▸ Document excerpt
>>>
On June 24, 2010, the Supreme Court decided Skilling v. United States, No. 08-1394, holding that the publicity surrounding the downfall of Enron Corporation did not prevent an officer of the corporation from receiving a fair trial, but his conviction for "honest-services fraud" was flawed and may have to be set aside because the relevant statute, 18 U.S.C. § 1346, applies only to bribery or kickback schemes and his conduct involved neither of these.
Before Jeffrey Skilling, an officer of Enron, was tried on a large number of charges arising from the corporation's collapse, he moved for a change of venue, arguing that the extensive publicity about Enron's demise, coupled with hostility toward him personally, made it impossible for him to receive a fair trial in Houston, where the company had been headquartered. The district court denied the motion, but it took extensive steps to screen potential jurors for bias—including sending a 77-question, 14-page questionnaire to the entire jury pool and excluding for cause every prospective juror who said that a preexisting opinion about Enron or the defendants personally would prevent him or her from being impartial. The court also questioned the prospective jurors who passed this screening process both as a group and individually and permitted limited follow-up questioning by the lawyers for both sides. The resulting jury convicted Skilling, after a four-month trial, on 19 counts, including conspiracy to violate 18 U.S.C. § 1346, which proscribes fraudulent deprivations of "the intangible right to honest services," but it acquitted him on another nine counts.
On appeal, Skilling argued, among other things, that pretrial publicity and community prejudice prevented him from obtaining a fair trial and that the jury had improperly convicted him of honest-services fraud. The Fifth Circuit affirmed the conviction, holding that, although the volume and negative tone of media coverage in connection with Enron's failure created a rebuttable presumption of juror prejudice, the district court's "proper and thorough" voir dire procedures had enabled it to empanel an impartial jury. The Fifth Circuit also rejected Skilling's claim that his conduct did not constitute depriving Enron of his honest services, but it did not address his further argument that, if the honest-services statute applied to his conduct, it was unconstitutionally vague.
The Supreme Court affirmed in part, reversed in part, and remanded the case for further proceedings. It first held, in a holding in which six justices joined, that pretrial publicity and community prejudice had not prevented a fair trial. The Court stressed that juror exposure to news accounts of a crime does not presumptively deprive a defendant of a fair trial. Such a presumption arises only in extreme circumstances. Here, the large and diverse jury pool available in Houston, the fourth largest city in the country, dispelled the likelihood that 12 impartial jurors could not be found. The news stories about Enron and Skilling, although extensive, contained no blatantly prejudicial information. More than four years had passed between Enron's bankruptcy and Skilling's trial, and the extent of the news coverage diminished during that time. Finally, the jury's acquittal of Skilling on nine counts, as well as the fact that earlier Enron trials had not resulted in uniform success for the government, made it difficult for an appellate court to presume prejudice. The Court also praised the district court's efforts to screen the jury pool for actual prejudice and held that no prejudice had contaminated the jury that convicted Skilling. Justice Sotomayor, joined by Justices Stevens and Breyer, dissented from this aspect of the Court's judgment, asserting that Skilling did not receive a fair trial because of the pretrial publicity.
<<<
▸ Instructions for the task
Do the following statements agree with the case summary on Skilling v. United States? Answer yes or no for each, quoting the words from the case summary that decide it.
1. The district court granted Skilling's motion for a change of venue.
2. The jury acquitted Skilling on nine counts.
3. Houston is described as the third largest city in the country.
The records come from a source unrelated to the case summary.

[Dataset items]
>>>
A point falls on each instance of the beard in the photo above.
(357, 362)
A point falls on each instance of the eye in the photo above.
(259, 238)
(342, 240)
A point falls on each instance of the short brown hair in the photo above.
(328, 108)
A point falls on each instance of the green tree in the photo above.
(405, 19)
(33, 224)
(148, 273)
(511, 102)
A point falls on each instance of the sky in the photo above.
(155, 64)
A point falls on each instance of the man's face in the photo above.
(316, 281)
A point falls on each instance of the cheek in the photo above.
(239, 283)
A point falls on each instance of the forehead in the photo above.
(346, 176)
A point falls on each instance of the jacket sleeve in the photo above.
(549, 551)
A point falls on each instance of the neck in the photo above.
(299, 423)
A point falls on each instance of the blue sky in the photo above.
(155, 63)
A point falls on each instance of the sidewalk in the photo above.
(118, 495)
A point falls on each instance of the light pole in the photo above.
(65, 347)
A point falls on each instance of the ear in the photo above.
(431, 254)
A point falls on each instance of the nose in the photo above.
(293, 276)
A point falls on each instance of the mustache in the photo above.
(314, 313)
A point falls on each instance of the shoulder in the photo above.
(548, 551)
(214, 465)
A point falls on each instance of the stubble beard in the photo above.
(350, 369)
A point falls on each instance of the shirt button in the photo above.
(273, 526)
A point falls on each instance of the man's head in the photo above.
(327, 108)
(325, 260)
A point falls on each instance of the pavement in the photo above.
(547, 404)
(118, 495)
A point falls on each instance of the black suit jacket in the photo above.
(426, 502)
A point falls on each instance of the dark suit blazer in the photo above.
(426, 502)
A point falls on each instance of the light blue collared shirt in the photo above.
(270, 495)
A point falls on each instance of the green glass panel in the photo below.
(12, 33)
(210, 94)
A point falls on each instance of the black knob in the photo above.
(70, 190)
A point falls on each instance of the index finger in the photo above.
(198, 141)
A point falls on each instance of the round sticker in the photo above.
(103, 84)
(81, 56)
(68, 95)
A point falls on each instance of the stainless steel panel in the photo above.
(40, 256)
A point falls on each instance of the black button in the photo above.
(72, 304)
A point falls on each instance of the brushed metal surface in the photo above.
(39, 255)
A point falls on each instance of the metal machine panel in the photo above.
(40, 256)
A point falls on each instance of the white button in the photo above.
<<<
▸ Solution for this exercise
1. No: "The district court denied the motion"
2. Yes: "but it acquitted him on another nine counts"
3. No: "Houston, the fourth largest city in the country"